Text shown -
Biraja Sankar Guha (1894–1961) was a pioneering Indian physical anthropologist, trained at Harvard University under Roland B. Dixon and Earnest Hooton, who became the founding Director of the Anthropological Survey of India (AnSI), established in 1945. He is best remembered for the racial classification of the Indian population he prepared for the 1931 Census of India, published in the census report's ethnographic volume (1935). Working within the prevailing diffusionist and typological paradigm of early twentieth-century anthropology, Guha applied anthropometric methods — measuring cephalic index, nasal index, stature and skin colour — to sort India's peoples into discrete "racial" stocks, a project that for decades shaped how the Indian subcontinent's human diversity was conceptualised in administrative and academic discourse.
Guha's scheme identified six principal racial elements: the Negrito, the Proto-Australoid (or Austric), the Mongoloid (divided into Palaeo-Mongoloid and Tibeto-Mongoloid), the Mediterranean (with Palaeo-Mediterranean, Mediterranean proper, and Oriental sub-types), the Western Brachycephals (comprising the Alpinoid, Dinaric and Armenoid), and the Nordic. He associated the Proto-Australoid with the bulk of India's tribal populations, the Mediterranean with the Dravidian-speaking peoples and the builders of the Indus Valley Civilisation, and the Nordic with later Indo-Aryan-speaking migrants. This classification, alongside the earlier work of Herbert Hope Risley (the 1901 Census, with his seven racial types and reliance on the nasal index), formed the canonical "racial map" of India taught for generations.

Information supplied -
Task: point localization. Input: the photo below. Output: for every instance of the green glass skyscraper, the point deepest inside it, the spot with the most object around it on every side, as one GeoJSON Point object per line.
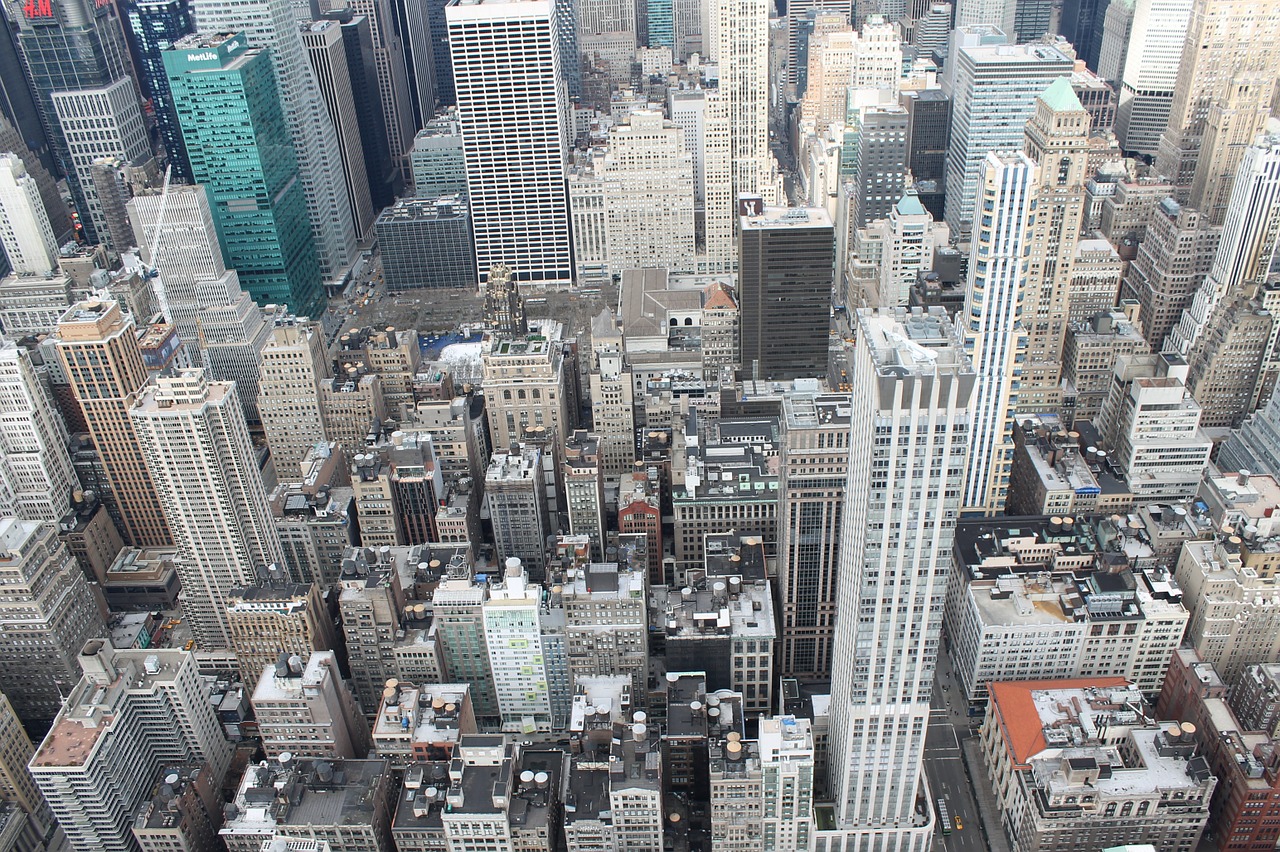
{"type": "Point", "coordinates": [228, 108]}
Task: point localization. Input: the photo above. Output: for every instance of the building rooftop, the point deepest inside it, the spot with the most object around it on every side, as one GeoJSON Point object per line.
{"type": "Point", "coordinates": [306, 792]}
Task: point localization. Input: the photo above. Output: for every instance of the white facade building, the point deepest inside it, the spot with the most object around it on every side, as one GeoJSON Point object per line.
{"type": "Point", "coordinates": [24, 230]}
{"type": "Point", "coordinates": [1247, 248]}
{"type": "Point", "coordinates": [1151, 63]}
{"type": "Point", "coordinates": [512, 628]}
{"type": "Point", "coordinates": [272, 24]}
{"type": "Point", "coordinates": [909, 452]}
{"type": "Point", "coordinates": [36, 476]}
{"type": "Point", "coordinates": [101, 123]}
{"type": "Point", "coordinates": [512, 104]}
{"type": "Point", "coordinates": [993, 90]}
{"type": "Point", "coordinates": [197, 448]}
{"type": "Point", "coordinates": [649, 196]}
{"type": "Point", "coordinates": [991, 321]}
{"type": "Point", "coordinates": [132, 713]}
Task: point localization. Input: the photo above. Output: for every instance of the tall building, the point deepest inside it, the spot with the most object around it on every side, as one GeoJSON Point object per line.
{"type": "Point", "coordinates": [648, 196]}
{"type": "Point", "coordinates": [99, 349]}
{"type": "Point", "coordinates": [785, 256]}
{"type": "Point", "coordinates": [993, 330]}
{"type": "Point", "coordinates": [306, 709]}
{"type": "Point", "coordinates": [327, 50]}
{"type": "Point", "coordinates": [101, 123]}
{"type": "Point", "coordinates": [17, 786]}
{"type": "Point", "coordinates": [1221, 99]}
{"type": "Point", "coordinates": [36, 475]}
{"type": "Point", "coordinates": [384, 177]}
{"type": "Point", "coordinates": [274, 618]}
{"type": "Point", "coordinates": [129, 714]}
{"type": "Point", "coordinates": [993, 90]}
{"type": "Point", "coordinates": [909, 445]}
{"type": "Point", "coordinates": [512, 626]}
{"type": "Point", "coordinates": [192, 273]}
{"type": "Point", "coordinates": [151, 27]}
{"type": "Point", "coordinates": [1151, 71]}
{"type": "Point", "coordinates": [1247, 248]}
{"type": "Point", "coordinates": [24, 230]}
{"type": "Point", "coordinates": [196, 444]}
{"type": "Point", "coordinates": [516, 495]}
{"type": "Point", "coordinates": [494, 44]}
{"type": "Point", "coordinates": [426, 243]}
{"type": "Point", "coordinates": [49, 612]}
{"type": "Point", "coordinates": [67, 47]}
{"type": "Point", "coordinates": [816, 440]}
{"type": "Point", "coordinates": [743, 54]}
{"type": "Point", "coordinates": [220, 86]}
{"type": "Point", "coordinates": [270, 26]}
{"type": "Point", "coordinates": [1173, 260]}
{"type": "Point", "coordinates": [880, 163]}
{"type": "Point", "coordinates": [1057, 141]}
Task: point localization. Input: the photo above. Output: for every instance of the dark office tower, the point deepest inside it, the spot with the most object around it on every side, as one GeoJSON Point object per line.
{"type": "Point", "coordinates": [384, 178]}
{"type": "Point", "coordinates": [150, 27]}
{"type": "Point", "coordinates": [412, 19]}
{"type": "Point", "coordinates": [1080, 22]}
{"type": "Point", "coordinates": [12, 140]}
{"type": "Point", "coordinates": [69, 45]}
{"type": "Point", "coordinates": [880, 163]}
{"type": "Point", "coordinates": [440, 55]}
{"type": "Point", "coordinates": [928, 134]}
{"type": "Point", "coordinates": [785, 266]}
{"type": "Point", "coordinates": [17, 102]}
{"type": "Point", "coordinates": [241, 151]}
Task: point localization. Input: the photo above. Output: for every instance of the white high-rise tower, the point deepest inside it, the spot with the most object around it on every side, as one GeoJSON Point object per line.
{"type": "Point", "coordinates": [513, 109]}
{"type": "Point", "coordinates": [993, 334]}
{"type": "Point", "coordinates": [196, 445]}
{"type": "Point", "coordinates": [909, 440]}
{"type": "Point", "coordinates": [743, 53]}
{"type": "Point", "coordinates": [24, 229]}
{"type": "Point", "coordinates": [273, 24]}
{"type": "Point", "coordinates": [1251, 236]}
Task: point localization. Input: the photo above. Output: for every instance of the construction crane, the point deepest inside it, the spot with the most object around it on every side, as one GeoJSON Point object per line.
{"type": "Point", "coordinates": [151, 273]}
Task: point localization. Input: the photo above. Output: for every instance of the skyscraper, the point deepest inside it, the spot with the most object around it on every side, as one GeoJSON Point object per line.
{"type": "Point", "coordinates": [220, 87]}
{"type": "Point", "coordinates": [270, 24]}
{"type": "Point", "coordinates": [192, 274]}
{"type": "Point", "coordinates": [67, 46]}
{"type": "Point", "coordinates": [1057, 140]}
{"type": "Point", "coordinates": [909, 440]}
{"type": "Point", "coordinates": [151, 27]}
{"type": "Point", "coordinates": [24, 230]}
{"type": "Point", "coordinates": [743, 53]}
{"type": "Point", "coordinates": [48, 613]}
{"type": "Point", "coordinates": [392, 79]}
{"type": "Point", "coordinates": [36, 475]}
{"type": "Point", "coordinates": [1221, 99]}
{"type": "Point", "coordinates": [132, 713]}
{"type": "Point", "coordinates": [512, 105]}
{"type": "Point", "coordinates": [328, 54]}
{"type": "Point", "coordinates": [993, 91]}
{"type": "Point", "coordinates": [1150, 67]}
{"type": "Point", "coordinates": [104, 366]}
{"type": "Point", "coordinates": [1247, 248]}
{"type": "Point", "coordinates": [196, 444]}
{"type": "Point", "coordinates": [786, 262]}
{"type": "Point", "coordinates": [992, 329]}
{"type": "Point", "coordinates": [649, 196]}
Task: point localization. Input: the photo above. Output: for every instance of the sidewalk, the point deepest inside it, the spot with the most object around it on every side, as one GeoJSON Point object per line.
{"type": "Point", "coordinates": [970, 750]}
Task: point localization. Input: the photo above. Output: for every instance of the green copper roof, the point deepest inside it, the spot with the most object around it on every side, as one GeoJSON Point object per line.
{"type": "Point", "coordinates": [1061, 97]}
{"type": "Point", "coordinates": [909, 205]}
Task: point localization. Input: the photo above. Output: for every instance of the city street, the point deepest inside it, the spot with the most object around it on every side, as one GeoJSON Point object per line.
{"type": "Point", "coordinates": [945, 768]}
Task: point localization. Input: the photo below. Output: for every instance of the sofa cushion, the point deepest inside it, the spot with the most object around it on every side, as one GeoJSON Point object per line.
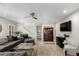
{"type": "Point", "coordinates": [14, 38]}
{"type": "Point", "coordinates": [9, 38]}
{"type": "Point", "coordinates": [3, 40]}
{"type": "Point", "coordinates": [73, 42]}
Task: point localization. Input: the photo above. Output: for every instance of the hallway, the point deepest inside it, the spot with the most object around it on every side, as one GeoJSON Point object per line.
{"type": "Point", "coordinates": [49, 49]}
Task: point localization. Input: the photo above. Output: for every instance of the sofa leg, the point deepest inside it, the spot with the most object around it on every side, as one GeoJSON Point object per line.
{"type": "Point", "coordinates": [65, 53]}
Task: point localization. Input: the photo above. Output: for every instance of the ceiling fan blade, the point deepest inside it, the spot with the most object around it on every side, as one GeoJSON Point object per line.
{"type": "Point", "coordinates": [35, 18]}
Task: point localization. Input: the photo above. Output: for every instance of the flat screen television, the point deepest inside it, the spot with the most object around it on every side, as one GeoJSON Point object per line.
{"type": "Point", "coordinates": [66, 26]}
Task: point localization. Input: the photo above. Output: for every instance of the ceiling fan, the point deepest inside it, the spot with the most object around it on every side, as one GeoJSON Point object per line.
{"type": "Point", "coordinates": [31, 15]}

Your tasks -
1) In the passage on Biraja Sankar Guha, revise the portion starting at "Biraja Sankar Guha" and ending at "and academic discourse.", changing "pioneering" to "leading".
2) According to the passage on Biraja Sankar Guha, which census was his racial classification of the Indian population prepared for?

Outputs by task -
1)
Biraja Sankar Guha (1894–1961) was a leading Indian physical anthropologist, trained at Harvard University under Roland B. Dixon and Earnest Hooton, who became the founding Director of the Anthropological Survey of India (AnSI), established in 1945. He is best remembered for the racial classification of the Indian population he prepared for the 1931 Census of India, published in the census report's ethnographic volume (1935). Working within the prevailing diffusionist and typological paradigm of early twentieth-century anthropology, Guha applied anthropometric methods — measuring cephalic index, nasal index, stature and skin colour — to sort India's peoples into discrete "racial" stocks, a project that for decades shaped how the Indian subcontinent's human diversity was conceptualised in administrative and academic discourse.

2) The 1931 Census of India.